So, my script actually decided to hassle Matthew into writing a post here, but he’s off enjoying himself at EtCon so I’m stepping into the breach myself.
One of the features PledgeBank will support is allowing users to sign up to a pledge by SMS (as well as through the traditional web form plus email confirmation route). So, that’s what I’ve been working on lately.
The idea is that the user sees a poster or flyer describing the pledge, with the instruction, “text ‘PLEDGE {name-of-pledge}’ to {number} to sign up!”. We then sign them up and send them another SMS when the pledge completes.
Now, the last time I had anything to do with SMS, making any progress required writing a giant C program which talked to an “SMS message centre” via the universal computer protocol (so called because it’s not universal and isn’t used for talking to computers — in fact, I think it’s a hangover from the days of numeric-only pagers). Since then, this stuff has become a lot easier; there are lots of companies which do the talking-to-the-phone-company stuff for you, and let you transmit and receive SMSs over HTTP. The one we’re using for testing, MX Telecom, seem pretty typical; you submit messages to send via HTTP POST, and get told about incoming messages and delivery reports via — slightly disappointingly — a GET to your own servers. (Further disappointment: while sending is authenticated — via a plaintext username and password — receiving isn’t, other than by source IP address. Ho-hum.)

» **Extracted entries**:
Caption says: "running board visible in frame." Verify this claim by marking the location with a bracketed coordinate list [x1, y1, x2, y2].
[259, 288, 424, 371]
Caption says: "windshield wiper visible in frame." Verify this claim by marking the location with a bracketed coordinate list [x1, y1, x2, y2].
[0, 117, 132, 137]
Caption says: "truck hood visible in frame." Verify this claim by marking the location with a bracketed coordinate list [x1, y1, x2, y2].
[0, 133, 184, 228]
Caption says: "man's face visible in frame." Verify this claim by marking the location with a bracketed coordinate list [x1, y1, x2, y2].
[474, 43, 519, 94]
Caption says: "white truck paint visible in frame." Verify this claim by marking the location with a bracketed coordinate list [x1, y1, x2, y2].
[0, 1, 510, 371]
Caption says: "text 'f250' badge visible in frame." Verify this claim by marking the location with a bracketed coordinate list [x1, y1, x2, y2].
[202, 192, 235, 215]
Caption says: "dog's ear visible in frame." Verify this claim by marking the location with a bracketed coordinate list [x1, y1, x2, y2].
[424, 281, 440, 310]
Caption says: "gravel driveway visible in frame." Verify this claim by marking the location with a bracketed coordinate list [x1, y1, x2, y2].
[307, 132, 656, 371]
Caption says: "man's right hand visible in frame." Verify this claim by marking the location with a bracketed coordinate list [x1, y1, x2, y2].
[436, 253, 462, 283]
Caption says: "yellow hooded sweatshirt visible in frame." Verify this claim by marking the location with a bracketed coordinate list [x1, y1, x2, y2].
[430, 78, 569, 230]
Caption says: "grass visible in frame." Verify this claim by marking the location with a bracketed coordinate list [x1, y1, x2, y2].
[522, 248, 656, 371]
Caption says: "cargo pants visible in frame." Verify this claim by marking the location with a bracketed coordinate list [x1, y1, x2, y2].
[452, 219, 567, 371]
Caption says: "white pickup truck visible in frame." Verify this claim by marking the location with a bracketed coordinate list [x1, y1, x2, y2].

» **Exercises**:
[1] Reproduce everything in the PledgeBank post from "So, my script" down to "the breach myself.", swapping "script" for "program".
[2] According to the PledgeBank post, which company is being used for testing SMS sending and receiving?

» **Answers to the exercise**:
[1]
So, my program actually decided to hassle Matthew into writing a post here, but he’s off enjoying himself at EtCon so I’m stepping into the breach myself.

[2] MX Telecom.